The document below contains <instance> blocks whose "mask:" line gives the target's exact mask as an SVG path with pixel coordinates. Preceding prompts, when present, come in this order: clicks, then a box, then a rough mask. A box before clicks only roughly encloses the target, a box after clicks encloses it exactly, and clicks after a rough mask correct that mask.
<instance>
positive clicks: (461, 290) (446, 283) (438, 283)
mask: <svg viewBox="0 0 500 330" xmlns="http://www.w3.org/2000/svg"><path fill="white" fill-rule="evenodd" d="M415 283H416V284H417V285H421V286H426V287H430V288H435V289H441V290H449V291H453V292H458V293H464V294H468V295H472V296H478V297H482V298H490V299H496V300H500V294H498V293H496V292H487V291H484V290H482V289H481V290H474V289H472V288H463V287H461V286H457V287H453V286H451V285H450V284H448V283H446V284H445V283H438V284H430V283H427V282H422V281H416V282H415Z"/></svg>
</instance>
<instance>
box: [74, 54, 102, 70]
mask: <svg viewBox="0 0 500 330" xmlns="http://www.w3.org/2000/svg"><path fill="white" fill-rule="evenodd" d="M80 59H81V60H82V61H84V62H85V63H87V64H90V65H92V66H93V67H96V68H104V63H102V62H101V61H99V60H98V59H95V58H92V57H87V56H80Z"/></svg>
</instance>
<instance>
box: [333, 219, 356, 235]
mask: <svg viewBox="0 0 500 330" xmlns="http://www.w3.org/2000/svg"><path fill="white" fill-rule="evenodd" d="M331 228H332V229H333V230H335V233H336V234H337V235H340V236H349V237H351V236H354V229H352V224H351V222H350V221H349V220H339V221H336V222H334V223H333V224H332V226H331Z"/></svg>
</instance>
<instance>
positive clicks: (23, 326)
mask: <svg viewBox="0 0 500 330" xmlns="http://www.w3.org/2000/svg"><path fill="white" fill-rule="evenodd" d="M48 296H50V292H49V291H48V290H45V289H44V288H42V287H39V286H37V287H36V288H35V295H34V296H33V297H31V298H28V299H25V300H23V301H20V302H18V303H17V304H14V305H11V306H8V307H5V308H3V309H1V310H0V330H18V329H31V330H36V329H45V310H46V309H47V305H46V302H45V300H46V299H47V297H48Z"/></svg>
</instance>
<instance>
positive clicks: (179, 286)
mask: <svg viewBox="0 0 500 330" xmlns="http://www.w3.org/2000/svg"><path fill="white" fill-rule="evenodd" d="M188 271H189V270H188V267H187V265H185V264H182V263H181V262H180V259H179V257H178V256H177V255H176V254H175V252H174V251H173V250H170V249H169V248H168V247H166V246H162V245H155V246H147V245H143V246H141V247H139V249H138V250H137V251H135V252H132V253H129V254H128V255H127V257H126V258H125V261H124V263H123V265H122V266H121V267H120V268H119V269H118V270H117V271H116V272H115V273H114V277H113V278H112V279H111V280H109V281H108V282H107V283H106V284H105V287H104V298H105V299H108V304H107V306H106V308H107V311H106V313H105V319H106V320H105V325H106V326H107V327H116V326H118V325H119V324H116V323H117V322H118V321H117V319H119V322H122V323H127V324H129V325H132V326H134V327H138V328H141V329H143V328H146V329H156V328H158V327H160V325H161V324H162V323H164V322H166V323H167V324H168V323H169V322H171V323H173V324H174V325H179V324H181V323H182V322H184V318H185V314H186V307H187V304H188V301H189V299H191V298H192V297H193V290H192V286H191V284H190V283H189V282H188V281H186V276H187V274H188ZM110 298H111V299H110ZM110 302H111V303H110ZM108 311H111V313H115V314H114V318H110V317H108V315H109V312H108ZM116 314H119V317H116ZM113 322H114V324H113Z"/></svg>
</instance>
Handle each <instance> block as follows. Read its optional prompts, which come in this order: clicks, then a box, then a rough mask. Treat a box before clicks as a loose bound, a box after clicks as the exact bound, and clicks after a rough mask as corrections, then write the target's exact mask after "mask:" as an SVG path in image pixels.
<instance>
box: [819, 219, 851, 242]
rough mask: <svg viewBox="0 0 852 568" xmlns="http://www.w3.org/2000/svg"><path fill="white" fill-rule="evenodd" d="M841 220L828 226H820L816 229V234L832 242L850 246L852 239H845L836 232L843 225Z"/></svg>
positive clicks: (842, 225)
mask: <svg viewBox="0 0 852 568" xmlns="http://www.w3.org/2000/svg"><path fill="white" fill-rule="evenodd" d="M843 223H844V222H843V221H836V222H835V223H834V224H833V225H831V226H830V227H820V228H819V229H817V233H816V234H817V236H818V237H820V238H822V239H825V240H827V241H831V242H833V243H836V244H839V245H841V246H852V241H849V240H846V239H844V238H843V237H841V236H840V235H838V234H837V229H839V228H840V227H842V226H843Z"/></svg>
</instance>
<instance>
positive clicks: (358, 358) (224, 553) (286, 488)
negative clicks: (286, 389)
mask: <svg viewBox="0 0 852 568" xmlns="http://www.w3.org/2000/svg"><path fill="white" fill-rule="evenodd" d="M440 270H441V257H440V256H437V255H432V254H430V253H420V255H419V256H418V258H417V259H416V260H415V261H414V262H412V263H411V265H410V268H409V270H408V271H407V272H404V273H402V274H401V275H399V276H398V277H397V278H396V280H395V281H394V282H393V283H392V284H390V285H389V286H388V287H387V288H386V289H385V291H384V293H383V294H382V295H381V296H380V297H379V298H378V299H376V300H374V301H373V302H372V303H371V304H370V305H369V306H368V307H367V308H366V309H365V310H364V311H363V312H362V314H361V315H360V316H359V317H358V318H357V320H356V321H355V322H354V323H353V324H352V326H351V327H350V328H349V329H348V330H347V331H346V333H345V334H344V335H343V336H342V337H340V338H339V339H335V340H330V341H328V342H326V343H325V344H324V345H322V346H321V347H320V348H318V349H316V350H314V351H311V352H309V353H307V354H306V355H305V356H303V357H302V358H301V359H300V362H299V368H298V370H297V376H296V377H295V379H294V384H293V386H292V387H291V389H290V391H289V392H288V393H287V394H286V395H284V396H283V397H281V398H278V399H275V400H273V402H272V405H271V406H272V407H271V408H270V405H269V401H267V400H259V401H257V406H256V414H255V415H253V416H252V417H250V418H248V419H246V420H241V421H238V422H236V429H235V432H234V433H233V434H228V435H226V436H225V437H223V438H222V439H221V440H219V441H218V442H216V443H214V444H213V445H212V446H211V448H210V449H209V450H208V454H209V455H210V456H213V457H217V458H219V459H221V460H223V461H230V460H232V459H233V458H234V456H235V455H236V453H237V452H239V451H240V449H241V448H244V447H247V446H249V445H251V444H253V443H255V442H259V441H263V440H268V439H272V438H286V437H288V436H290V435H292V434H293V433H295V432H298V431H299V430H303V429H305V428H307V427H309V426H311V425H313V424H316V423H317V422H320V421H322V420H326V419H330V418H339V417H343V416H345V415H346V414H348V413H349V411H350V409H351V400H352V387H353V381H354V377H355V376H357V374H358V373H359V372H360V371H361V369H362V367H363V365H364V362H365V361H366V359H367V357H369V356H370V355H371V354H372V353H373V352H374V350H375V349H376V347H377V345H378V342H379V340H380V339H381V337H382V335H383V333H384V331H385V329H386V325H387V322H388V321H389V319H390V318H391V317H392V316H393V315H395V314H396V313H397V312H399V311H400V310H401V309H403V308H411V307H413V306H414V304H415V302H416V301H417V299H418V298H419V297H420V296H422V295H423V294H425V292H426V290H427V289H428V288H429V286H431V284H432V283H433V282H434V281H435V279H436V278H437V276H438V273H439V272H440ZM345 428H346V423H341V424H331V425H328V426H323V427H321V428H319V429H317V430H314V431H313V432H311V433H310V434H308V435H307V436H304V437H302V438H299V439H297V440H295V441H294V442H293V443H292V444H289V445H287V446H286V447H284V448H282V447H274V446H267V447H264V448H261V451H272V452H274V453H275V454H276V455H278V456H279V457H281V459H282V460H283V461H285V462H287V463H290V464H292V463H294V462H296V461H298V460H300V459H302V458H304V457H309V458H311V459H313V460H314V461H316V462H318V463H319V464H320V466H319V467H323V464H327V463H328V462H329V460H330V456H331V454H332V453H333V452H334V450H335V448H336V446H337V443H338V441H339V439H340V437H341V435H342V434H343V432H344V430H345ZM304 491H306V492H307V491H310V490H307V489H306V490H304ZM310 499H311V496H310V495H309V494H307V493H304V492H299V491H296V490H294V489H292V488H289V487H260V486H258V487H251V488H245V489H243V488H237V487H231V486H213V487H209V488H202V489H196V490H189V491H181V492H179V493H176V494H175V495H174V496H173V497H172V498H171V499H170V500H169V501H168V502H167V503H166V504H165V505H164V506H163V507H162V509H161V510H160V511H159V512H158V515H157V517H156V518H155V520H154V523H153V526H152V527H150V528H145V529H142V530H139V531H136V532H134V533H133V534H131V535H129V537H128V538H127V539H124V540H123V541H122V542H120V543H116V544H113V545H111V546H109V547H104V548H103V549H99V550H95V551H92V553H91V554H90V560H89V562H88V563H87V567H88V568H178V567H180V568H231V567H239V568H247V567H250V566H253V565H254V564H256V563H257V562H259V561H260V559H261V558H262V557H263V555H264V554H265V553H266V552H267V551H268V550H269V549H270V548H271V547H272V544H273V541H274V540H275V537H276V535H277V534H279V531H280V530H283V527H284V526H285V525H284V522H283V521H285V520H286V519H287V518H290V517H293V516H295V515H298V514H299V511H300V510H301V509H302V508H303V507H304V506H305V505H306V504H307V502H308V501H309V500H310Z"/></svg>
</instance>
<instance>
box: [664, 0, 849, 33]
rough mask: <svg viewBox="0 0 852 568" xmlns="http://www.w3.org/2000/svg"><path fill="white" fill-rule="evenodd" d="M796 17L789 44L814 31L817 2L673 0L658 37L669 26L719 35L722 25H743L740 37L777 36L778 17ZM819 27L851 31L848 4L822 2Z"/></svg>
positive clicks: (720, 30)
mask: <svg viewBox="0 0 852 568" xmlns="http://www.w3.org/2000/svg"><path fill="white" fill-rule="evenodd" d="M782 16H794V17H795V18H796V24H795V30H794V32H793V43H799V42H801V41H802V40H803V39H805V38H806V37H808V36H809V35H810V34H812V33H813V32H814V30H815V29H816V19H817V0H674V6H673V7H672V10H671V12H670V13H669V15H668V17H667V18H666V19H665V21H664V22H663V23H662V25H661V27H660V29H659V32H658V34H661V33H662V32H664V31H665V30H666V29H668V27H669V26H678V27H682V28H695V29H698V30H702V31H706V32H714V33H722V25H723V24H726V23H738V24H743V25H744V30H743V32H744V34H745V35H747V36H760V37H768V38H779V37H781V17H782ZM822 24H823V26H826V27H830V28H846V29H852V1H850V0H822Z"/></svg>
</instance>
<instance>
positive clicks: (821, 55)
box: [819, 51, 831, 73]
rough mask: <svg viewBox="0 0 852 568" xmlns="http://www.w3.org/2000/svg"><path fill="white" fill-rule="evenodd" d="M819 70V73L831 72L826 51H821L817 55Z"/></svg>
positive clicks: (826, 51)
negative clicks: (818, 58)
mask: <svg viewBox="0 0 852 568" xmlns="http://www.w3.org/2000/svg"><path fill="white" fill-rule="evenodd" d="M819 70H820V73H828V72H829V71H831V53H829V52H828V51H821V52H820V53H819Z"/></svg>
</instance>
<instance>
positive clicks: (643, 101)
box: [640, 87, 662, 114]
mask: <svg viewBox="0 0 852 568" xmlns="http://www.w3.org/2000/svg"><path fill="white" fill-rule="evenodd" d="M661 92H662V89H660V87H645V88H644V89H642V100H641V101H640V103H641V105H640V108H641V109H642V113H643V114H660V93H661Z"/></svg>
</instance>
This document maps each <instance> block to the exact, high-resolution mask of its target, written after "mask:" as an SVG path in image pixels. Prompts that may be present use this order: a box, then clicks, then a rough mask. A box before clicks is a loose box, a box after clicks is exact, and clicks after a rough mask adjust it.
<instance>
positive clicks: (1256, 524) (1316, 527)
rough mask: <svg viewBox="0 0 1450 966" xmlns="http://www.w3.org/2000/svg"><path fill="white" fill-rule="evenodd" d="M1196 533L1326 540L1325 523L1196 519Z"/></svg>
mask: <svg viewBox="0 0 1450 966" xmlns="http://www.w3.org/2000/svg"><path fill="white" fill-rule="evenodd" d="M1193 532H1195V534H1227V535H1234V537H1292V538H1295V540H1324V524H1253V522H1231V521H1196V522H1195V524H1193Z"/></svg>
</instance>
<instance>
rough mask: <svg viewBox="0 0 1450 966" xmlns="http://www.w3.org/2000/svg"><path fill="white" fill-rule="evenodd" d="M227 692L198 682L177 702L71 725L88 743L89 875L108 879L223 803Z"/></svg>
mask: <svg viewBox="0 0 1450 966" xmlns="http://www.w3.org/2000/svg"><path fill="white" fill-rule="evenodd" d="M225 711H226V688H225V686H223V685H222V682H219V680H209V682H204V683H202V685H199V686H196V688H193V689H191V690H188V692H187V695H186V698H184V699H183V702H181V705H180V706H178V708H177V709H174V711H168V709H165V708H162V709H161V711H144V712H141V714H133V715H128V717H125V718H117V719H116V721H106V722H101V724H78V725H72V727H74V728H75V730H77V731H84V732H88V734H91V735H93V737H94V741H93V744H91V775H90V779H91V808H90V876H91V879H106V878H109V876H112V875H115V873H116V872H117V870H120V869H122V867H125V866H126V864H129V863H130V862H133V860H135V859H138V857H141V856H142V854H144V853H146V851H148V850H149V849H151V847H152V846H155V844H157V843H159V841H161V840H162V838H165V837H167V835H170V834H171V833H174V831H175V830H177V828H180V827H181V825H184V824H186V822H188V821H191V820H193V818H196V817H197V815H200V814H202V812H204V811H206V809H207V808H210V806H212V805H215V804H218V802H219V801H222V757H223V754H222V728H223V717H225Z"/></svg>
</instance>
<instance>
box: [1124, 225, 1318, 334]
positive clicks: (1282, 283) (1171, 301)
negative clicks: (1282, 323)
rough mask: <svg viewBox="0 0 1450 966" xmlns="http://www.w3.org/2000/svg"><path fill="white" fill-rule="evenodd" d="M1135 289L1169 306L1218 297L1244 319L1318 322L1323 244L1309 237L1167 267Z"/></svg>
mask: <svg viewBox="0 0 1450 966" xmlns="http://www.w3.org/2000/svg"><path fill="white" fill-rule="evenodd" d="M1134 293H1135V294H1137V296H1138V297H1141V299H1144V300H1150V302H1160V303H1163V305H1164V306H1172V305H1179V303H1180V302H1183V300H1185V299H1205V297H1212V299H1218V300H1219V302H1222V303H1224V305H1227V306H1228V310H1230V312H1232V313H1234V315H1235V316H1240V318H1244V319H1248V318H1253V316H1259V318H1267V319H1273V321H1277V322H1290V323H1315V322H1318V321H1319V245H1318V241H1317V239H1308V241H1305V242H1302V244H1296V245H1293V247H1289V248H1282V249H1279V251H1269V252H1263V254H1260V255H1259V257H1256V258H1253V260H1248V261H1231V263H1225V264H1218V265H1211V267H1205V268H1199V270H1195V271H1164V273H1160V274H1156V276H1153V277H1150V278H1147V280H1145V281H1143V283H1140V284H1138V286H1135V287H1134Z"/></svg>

==========

**Instructions to follow**
A line belongs in the answer if it contains the word "image"; please copy each such line from the material.

**Response area**
Handle each <instance> block as follows. Read its optional prompts, which come in this order: clicks, then a box, then a rough mask. Treat a box before clicks as a loose bound, a box after clicks as the exact bound, and clicks after a rough mask as corrections, then write the target's exact mask after "mask:" as an SVG path in image pixels.
This document maps each <instance> block to the exact, high-resolution mask of its target, written after "mask:" as an SVG path in image pixels. Prompts that may be present use this order: a box, then clicks, then a rough mask. A box before clicks is a loose box, a box after clicks is exact, and clicks after a rough mask adjust it.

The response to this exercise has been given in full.